* **About this exercise**
Write all entries out exactly, images excluded.

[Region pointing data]
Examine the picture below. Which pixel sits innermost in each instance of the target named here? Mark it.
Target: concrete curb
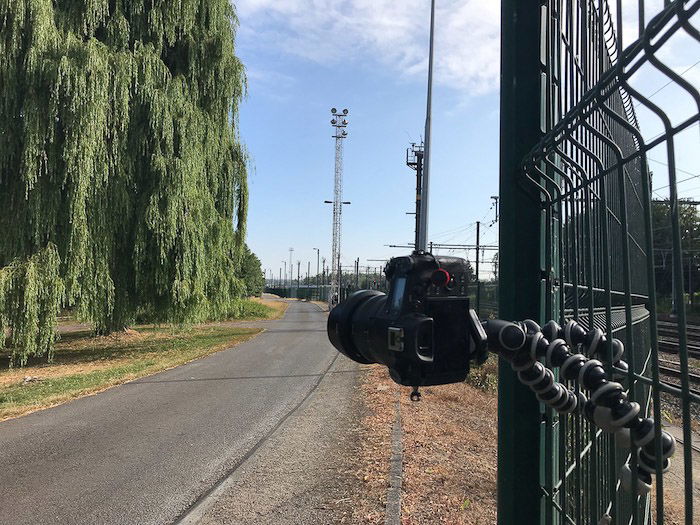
(393, 497)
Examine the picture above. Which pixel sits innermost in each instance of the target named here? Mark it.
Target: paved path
(166, 447)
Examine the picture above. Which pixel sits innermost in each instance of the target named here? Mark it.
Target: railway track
(668, 338)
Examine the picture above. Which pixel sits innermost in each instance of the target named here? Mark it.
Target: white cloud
(388, 33)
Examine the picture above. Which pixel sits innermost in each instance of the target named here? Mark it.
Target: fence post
(519, 417)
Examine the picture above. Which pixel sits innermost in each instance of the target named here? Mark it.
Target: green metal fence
(577, 243)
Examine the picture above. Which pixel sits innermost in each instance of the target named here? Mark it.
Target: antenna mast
(339, 122)
(422, 236)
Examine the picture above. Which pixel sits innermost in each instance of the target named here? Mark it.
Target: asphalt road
(151, 450)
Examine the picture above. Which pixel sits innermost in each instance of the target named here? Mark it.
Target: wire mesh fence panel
(602, 117)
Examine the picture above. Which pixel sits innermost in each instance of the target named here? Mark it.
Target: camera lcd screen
(397, 294)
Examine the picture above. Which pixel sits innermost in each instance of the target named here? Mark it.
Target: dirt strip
(449, 453)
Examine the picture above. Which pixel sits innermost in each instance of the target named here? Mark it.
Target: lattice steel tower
(339, 122)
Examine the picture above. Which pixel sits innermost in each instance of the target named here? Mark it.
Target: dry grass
(85, 364)
(450, 456)
(450, 446)
(379, 396)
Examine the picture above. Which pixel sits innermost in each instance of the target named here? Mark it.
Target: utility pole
(495, 204)
(421, 245)
(478, 284)
(339, 122)
(414, 160)
(318, 290)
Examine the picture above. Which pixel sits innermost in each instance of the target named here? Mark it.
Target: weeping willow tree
(122, 177)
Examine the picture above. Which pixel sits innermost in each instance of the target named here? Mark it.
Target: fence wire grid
(602, 119)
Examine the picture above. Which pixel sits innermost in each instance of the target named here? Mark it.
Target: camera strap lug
(415, 394)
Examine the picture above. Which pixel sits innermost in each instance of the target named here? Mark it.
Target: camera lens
(349, 324)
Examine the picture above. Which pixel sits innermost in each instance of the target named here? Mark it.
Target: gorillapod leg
(524, 344)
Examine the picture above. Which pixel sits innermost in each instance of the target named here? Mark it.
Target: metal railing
(577, 238)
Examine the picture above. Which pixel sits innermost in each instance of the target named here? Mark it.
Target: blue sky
(300, 66)
(370, 56)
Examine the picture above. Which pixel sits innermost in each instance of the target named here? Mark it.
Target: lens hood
(340, 325)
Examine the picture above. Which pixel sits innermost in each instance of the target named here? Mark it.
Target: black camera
(423, 330)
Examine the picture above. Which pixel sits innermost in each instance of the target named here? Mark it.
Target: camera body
(420, 330)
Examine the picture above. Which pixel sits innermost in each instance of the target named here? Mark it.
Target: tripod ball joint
(525, 344)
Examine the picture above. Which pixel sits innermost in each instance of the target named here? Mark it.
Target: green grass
(86, 364)
(255, 310)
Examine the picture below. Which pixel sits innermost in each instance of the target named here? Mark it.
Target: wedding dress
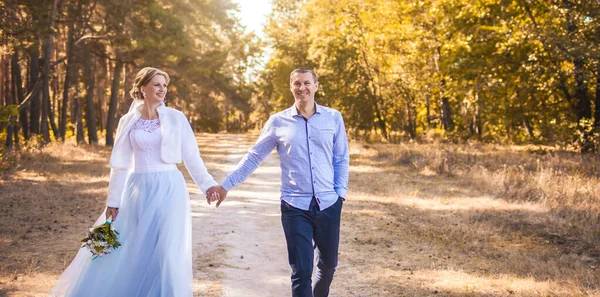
(154, 223)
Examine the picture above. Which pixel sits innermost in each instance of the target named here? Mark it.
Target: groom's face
(303, 86)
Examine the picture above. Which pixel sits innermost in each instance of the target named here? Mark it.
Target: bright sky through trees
(253, 14)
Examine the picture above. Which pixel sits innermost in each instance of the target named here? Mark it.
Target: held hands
(112, 212)
(216, 193)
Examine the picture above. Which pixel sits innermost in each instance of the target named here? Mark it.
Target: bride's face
(155, 90)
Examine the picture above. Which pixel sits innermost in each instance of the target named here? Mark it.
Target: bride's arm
(192, 160)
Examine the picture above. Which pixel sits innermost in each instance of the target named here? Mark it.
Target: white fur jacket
(178, 144)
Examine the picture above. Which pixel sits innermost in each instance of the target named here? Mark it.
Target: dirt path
(405, 232)
(248, 255)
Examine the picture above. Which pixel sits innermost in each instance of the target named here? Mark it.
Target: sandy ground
(404, 232)
(245, 232)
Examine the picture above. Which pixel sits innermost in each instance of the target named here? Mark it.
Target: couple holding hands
(149, 202)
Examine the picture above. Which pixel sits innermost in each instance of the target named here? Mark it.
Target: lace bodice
(145, 137)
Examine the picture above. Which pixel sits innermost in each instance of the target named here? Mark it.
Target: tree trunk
(80, 136)
(19, 94)
(68, 77)
(597, 100)
(446, 118)
(34, 72)
(7, 90)
(46, 74)
(583, 105)
(428, 104)
(111, 121)
(127, 86)
(101, 76)
(53, 107)
(90, 110)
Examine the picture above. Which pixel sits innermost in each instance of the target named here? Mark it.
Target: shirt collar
(294, 109)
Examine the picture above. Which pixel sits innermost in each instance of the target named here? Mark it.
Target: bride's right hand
(112, 212)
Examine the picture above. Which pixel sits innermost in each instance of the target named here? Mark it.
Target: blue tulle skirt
(155, 258)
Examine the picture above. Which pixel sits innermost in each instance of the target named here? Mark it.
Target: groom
(313, 150)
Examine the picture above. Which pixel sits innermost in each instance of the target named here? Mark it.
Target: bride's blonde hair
(143, 77)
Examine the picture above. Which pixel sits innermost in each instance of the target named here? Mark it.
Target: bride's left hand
(112, 212)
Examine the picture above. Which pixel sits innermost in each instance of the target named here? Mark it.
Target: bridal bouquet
(101, 239)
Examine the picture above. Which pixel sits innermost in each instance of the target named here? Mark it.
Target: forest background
(491, 70)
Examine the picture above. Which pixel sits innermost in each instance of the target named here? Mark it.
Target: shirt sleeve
(191, 158)
(341, 159)
(255, 156)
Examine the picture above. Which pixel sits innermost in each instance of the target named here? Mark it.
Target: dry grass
(420, 220)
(47, 203)
(459, 220)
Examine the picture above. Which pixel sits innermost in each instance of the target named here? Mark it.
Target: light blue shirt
(313, 153)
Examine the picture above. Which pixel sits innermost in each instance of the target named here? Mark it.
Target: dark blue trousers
(302, 228)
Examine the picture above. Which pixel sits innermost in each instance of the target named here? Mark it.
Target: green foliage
(508, 70)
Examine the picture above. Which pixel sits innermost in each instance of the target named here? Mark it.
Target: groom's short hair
(305, 70)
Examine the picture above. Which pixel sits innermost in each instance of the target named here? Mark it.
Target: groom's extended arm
(250, 162)
(341, 159)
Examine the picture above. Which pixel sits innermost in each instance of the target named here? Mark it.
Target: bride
(148, 201)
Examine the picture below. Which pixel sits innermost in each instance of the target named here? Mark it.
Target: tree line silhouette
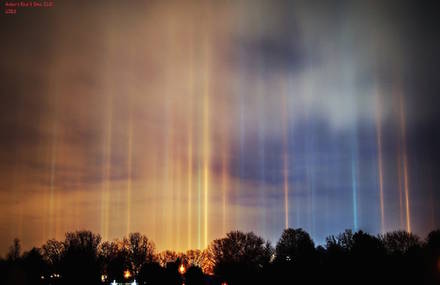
(350, 257)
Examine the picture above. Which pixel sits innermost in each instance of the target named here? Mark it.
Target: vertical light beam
(405, 162)
(379, 159)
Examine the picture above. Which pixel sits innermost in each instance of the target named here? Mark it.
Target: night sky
(186, 119)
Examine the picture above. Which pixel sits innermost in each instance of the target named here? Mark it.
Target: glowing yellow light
(127, 274)
(182, 269)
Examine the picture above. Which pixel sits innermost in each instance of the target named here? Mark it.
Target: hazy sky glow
(186, 119)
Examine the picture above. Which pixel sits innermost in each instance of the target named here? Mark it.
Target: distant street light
(127, 274)
(182, 269)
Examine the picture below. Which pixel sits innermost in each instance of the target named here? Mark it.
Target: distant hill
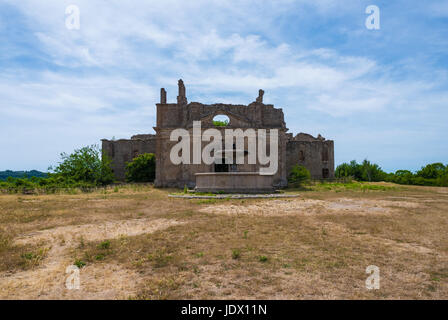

* **Answer to the exercise**
Examine the picture below. Which pixel sits innermost in each instance of the target named here? Mark it.
Target: concrete curb
(393, 497)
Examine the picture above. Which pixel sits innermost in each instance of the target named here? Mark it.
Target: paved path
(166, 447)
Examine the picture above. Which pixel sits innermost in each instance of the target named here? Mark it.
Target: railway track
(668, 338)
Examine the picture above. Which pixel sits innermost in each instance of the target named here? Mark it.
Target: white cloud
(388, 33)
Examine the picture above. Which pixel sits innermost in each instance of the target named here? Mark it.
Target: fence post
(519, 417)
Examine the picture above. Which pixel sits innermost in each instance of the target named here? Mark it.
Target: green metal fence
(577, 243)
Examine the picture above. Which pixel sits innermost in each instance of the target named here? Mark it.
Target: antenna mast
(339, 122)
(422, 236)
Examine the picture above. Which pixel sits innermost in each instance of the target named here? Mark it.
Target: asphalt road
(151, 450)
Examine the picture above. Which pixel sits innermost in each instance of the target named here? Mark it.
Target: wire mesh fence panel
(602, 117)
Examine the picture above. Which pixel sits innermost in each instance of the target named here? Mark it.
Target: camera lcd screen
(397, 294)
Examine the picture above. Which pixel sits innermost in each instance of the target named here? Mark it.
Target: dirt strip
(449, 453)
Examine the picture above. Which pixel sits innermost in each instance of the target named here? Mark it.
Target: lattice steel tower
(339, 122)
Examine the picture above. Which pixel sits innermost in each instance of the target named here? Mark it.
Target: dry grass
(85, 364)
(450, 456)
(450, 446)
(379, 396)
Examine the picture above. Which pixel sits innermost in each instance of the target named here? Mark it.
Target: utility pole
(495, 204)
(421, 245)
(478, 284)
(339, 122)
(414, 160)
(318, 290)
Examine the picture above. Which pixel sits innermost in each instance of the target named here? Mark it.
Target: weeping willow tree
(122, 177)
Examine the picture above. Which pixel sits innermost in each instance of the target named here? Mark it.
Target: fence wire grid
(602, 119)
Examine the picture above. Which pixel sits innermost in each instance of the target named here? Mark it.
Target: camera strap lug
(415, 394)
Examine the picture above. Which pixel sits innermost in each instance of the target named here? Mark it.
Target: camera lens
(349, 324)
Examine the picture above. Which pixel sits innermost in each instance of the target named here? Mark it.
Target: gorillapod leg
(524, 344)
Examine the picture above. Which pixel sits innermost in each instance of the target named here? Mark it.
Target: metal railing
(577, 238)
Examine the picture above. Which pixel sits innermost in each instance of the target named here? Mark it.
Target: blue sky
(300, 66)
(370, 56)
Examine the picture above. Which pixel sits innermost in each instance of the target named here? Mark it.
Target: lens hood
(340, 325)
Examine the picture above. Which pixel sits innermost in each instance of the target named here? Mark it.
Target: black camera
(423, 330)
Examine the picture above. Which pixel sits innermost in each instance of the target named here? Mark it.
Target: camera body
(420, 330)
Examine the picture above. Which pixel sits innermost in each instance of the target named here? Mark it.
Target: tripod ball joint
(525, 344)
Examine the picture above. Which pixel sits innermost in each instance of the target named here? Mark it.
Target: green grass
(86, 364)
(255, 310)
Examine the picture below. Which pixel sits innermost in each instance of the target named here? Mark it.
Target: wedding dress
(154, 223)
Examine the picture above. Which pixel sits innermost in each instance of the target named here? Mark it.
Target: groom's face
(303, 86)
Examine the picture above. Which pixel sits innermost in each instance of the target named here? Mark it.
Target: bright sky through trees
(253, 14)
Examine the picture above. Which pixel sits innermost in each instance of the target named here? Mark it.
Target: held hands
(112, 212)
(216, 193)
Examine the picture above. Which pixel sits innermost in each instance of the target named here? Mark it.
Target: bride's face
(155, 90)
Examine the picture above. Which pixel sits innermost in each instance of the target named here? Mark it.
Target: bride's arm
(192, 160)
Examine the picture above. Which pixel sits innermost in each instance of the target named here? Mark it.
Target: white fur jacket
(178, 144)
Examine the picture above. Which pixel sits innermost in each instance of the target named here? Mark it.
Target: dirt path
(405, 232)
(248, 255)
Examine the picture above. Which pixel sits innermost in each instance of the target named here? Mark it.
Target: sandy ground
(404, 232)
(245, 232)
Examine the picture above. Which pixel sits innermost in each instance of the target named here? Mark it.
Target: couple holding hands
(149, 202)
Examine the picture above. Which pixel sits innermost in each instance of the target named here? Mark it.
Target: lace bodice
(145, 137)
Examine the picture above. Which pixel sits innermost in each instance of the target named here? Mark it.
Target: tree trunk
(80, 136)
(19, 94)
(68, 77)
(597, 100)
(446, 118)
(34, 72)
(7, 90)
(46, 74)
(583, 105)
(428, 104)
(111, 121)
(127, 86)
(101, 76)
(53, 107)
(90, 110)
Examine the picture above. Which pixel sits innermost in each instance of the target named here? Mark it.
Target: shirt collar
(294, 109)
Examine the picture above. Which pixel sits innermost in each instance of the target named here? Mark it.
Target: bride's right hand
(112, 212)
Examine the picture above. Which pixel sits innermost in each instance of the target named here? Mark it.
Target: blue tulle skirt
(155, 258)
Examine the picture above. Which pixel sits innermost in each instance of the target named here? Mark it.
Target: groom
(313, 150)
Examine the picture above. Which pixel sits innermost in each instance of the target named here? Mark it.
Target: bride's blonde hair
(143, 77)
Examine the picture above. Which pixel sits innermost in each instance of the target named here? Mark it.
Target: bride's left hand
(112, 212)
Examine the picture above. Which pixel sits innermost in each instance of the target named here? Mark it.
Target: bridal bouquet
(101, 239)
Examine the picture above. Which pixel sits innermost in each instance of the target named here? Mark it.
Target: forest background
(491, 70)
Examine the picture above. Which pixel sits innermost in each instance of the target named here? Mark it.
Target: shirt sleeve
(191, 158)
(341, 159)
(255, 156)
Examine the picture above. Which pixel sits innermost in each instance of the target named here? Mark it.
Target: dry grass
(420, 220)
(47, 203)
(459, 220)
Examine the picture above. Which pixel sits innermost in each instance of the target named here? Mark it.
Target: light blue shirt
(313, 153)
Examine the picture above. Which pixel sits innermost in each instance of the target named here? Mark it.
Target: dark blue trousers
(302, 228)
Examine the picture above. Which pixel sits innermost in each instance of the target named here? Mark it.
Target: green foliage
(508, 70)
Examine the picture above. Which pixel sits innermost in each instance of the target named here? Mark it.
Target: groom's short hair
(305, 70)
Examine the picture above. Which pixel sits innermost in each instance of the target named here? Mark it.
Target: groom's extended arm
(250, 162)
(341, 159)
Examine the picture above. Which pixel sits innermost in each instance of the target named here? Mark it.
Target: bride
(148, 201)
Examine the picture below. Which pixel sits innermost in each instance of the target named here? Mark it.
Target: tree line silhouette
(350, 257)
Examine the picture above. Which pixel sits innermost in each instance of the target named here? Mark it.
Target: vertical light beam
(405, 162)
(379, 159)
Examine the picture above. Which pixel sits innermost in each instance of the target named here? Mark it.
Target: night sky
(186, 119)
Examine the picture above. Which pixel sits innermost in each instance of the target named here? Mark it.
Target: glowing yellow light
(127, 274)
(182, 269)
Examine the picture above. Which pixel sits innermost in each instance of the target named here? Mark it.
Target: hazy sky glow
(186, 119)
Examine the picture above. Which pixel sits innermost in each instance of the target named here? Mark it.
Target: distant street light
(127, 274)
(182, 269)
Examine the picture below. Which pixel sits innermost in each instance of the target named here? Mark it.
Target: distant hill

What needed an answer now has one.